___ Reading text
# Sling bag



## Kelcey

Has anyone seen/used a sling pet carrying bag. I was looking for a bag to tote Shamus around the park and/or to petsmart. They have some on etsy (for dogs/rabbits/ferrets). I'm not sure if they are hedgehog safe though. Just wondering what you guys think.


----------



## JulieAnne

I have one that is basically a sleep sack with a strap. I like it  I had to shorten the strap so it wasn't riding on my hip and bouncing her when I walked but other than that it was perfect. I got it from here: http://www.etsy.com/shop/SweetTeaScraps you just go place a custom order and tell her you want one of the carry sacks with the shoulder straps! I got mine in a paisley fabric so it looks like a purse


----------



## sklock65

JulieAnne said:


> you just go place a custom order and tell her you want one of the carry sacks with the shoulder straps! I got mine in a paisley fabric so it looks like a purse


I've been wanting to get one of those! Would you be able to post a picture of yours? I'm curious!

Also if you don't mind....I just looked at the site and was wondering what size you asked for it to be and if it has a solid bottom so hedgie doesn't get smushed haha thanks!!


----------



## JulieAnne

I'll have to get a picture of it. It doesn't have a hard bottom but Prim doesn't get smushed. I either carry it like a purse or I just use it as a snuggle bag and put it in a food container in my purse lol. Like this...


mine is about 9X9. In the winter I put a her in a fleece snuggle bag and then put her in the carry bag.

I'll get a picture as soon as I can!


----------



## JulieAnne

I should add.. the picture I posted does NOT have the carrier bag I'm referring to in it. I was just showing you how I carry her in my purse lol.


----------



## JulieAnne

OK, here's a picture of it!!



The shoulder strap was REALLY long so I ended up making it a lot shorter, not hard to do. Can just tie it or cut it and sew it back on a sewing machine. Easy Peasy.

Hope this helps!


----------



## Hedgehogluvr386

SO cute! I want one!


----------



## sklock65

Thanks so much! I already contacted her yesterday to find out about pricing and I still had a few other questions but that picture seals the deal for me...really cute! Henry loves his snuggle sack so I'm sure he will love this.
______
_Things to do_.
A: Repeat the part of the sling bag thread starting at "I've been wanting" and ending at "smushed haha thanks!!".
B: Carry the sling bag thread forward from its last post.
The material after the sling bag thread comes from a different source.
___ Data extract
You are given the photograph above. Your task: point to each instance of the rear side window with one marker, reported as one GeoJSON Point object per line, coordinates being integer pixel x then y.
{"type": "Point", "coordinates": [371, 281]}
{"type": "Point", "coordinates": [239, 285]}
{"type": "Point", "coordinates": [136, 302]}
______
_Expected results_.
A:
I've been wanting to get one of those! Would you be able to post a picture of yours? I'm curious!

Also if you don't mind....I just looked at the site and was wondering what size you asked for it to be and if it has a solid bottom so hedgie doesn't get smushed haha thanks!!

B:
That picture of how you pack her to take her in your purse is so cute! Looks like she's like "Mom! Stop taking pictures and let's go!" Haha

Sorry to hijack this thread...hope the OP found it useful as well


----------



## JulieAnne

I was actually in my math class when I took that lol. I usually cover her up with a pink blanket because she likes being covered, and I don't want people to look in there and be like "uhh what's with the container you crazy lady? " Lol.y professors all knew I had her in class (I didn't necessarily tell them but they would hear students talking about the "hedgehog girl" lol) the Dean of the school saw her while I had her out between classes and fell in love lol.


----------



## sklock65

Oh my gosh I'm so jealous of that! When I lived on campus I'm pretty sure the only thing we were allowed to have was fish. Lame! Thankfully I knew nothing of hedgehogs as pets...I never would have gotten anything done! How can you focus in class? I would be so distracted by hedgie cuteness!


----------



## JulieAnne

Lol I was sometimes. Mostly just making sure she was ok but I got used to it.


----------



## Kelcey

Ah! I didn't realize I had replies. Yes, I'm definitely getting that bag  Does your hedgie use the bathroom while you're in class? Do you give food and water during outings?


----------



## JulieAnne

She doesn't usually use the bathroom but I always have Kleenex and Wet Ones in my purse just in case! 

I usually take some food and water with me, simply because if I were to get stuck somewhere I want to be prepared, also I live in Texas so it can get pretty hot and I want to make sure she has water available while running around, but she usually doesn't drink it.

Things I bring with me to class are: a snuggle bag (which she is in), a little towel that I use to cushion the bottom of the bowl in my purse, a blanket to cover the bowl with, some food, water bottle (I usually just offer it to her in the cap of the bottle), Wet Ones, and kleenex. If I take her to a friends house I also bring a sheet to put on the couch or floor so she can run on that.


----------



## Kelcey

Thanks! Shamus is finally getting use to me, so I'm going to try to take him places with me soon.


----------



## NaeLorraine

I bought this little carry pouch online at Exotic Nutrition. http://www.exoticnutrition.com/newtrcopo.html 
My little Gerdie loves it. I usually put a worn tank top or something in it so she can hide and cuddle and it smells like me too.  It has adjustable straps and its lined with super soft fleece material. It also has a mesh top so you can easily check on her from time to time. I was concerned about her quills getting stuck in the mesh but we haven't had any problems. I LOVE that it opens from both ends so it's easy to get her out.


----------



## Kelcey

Ahg!now I dont know which to get


----------



## Inky

This was the bag I had made for mine! She resized it to 12x12 to accomodate a hedgehog  http://www.etsy.com/transaction/124387997?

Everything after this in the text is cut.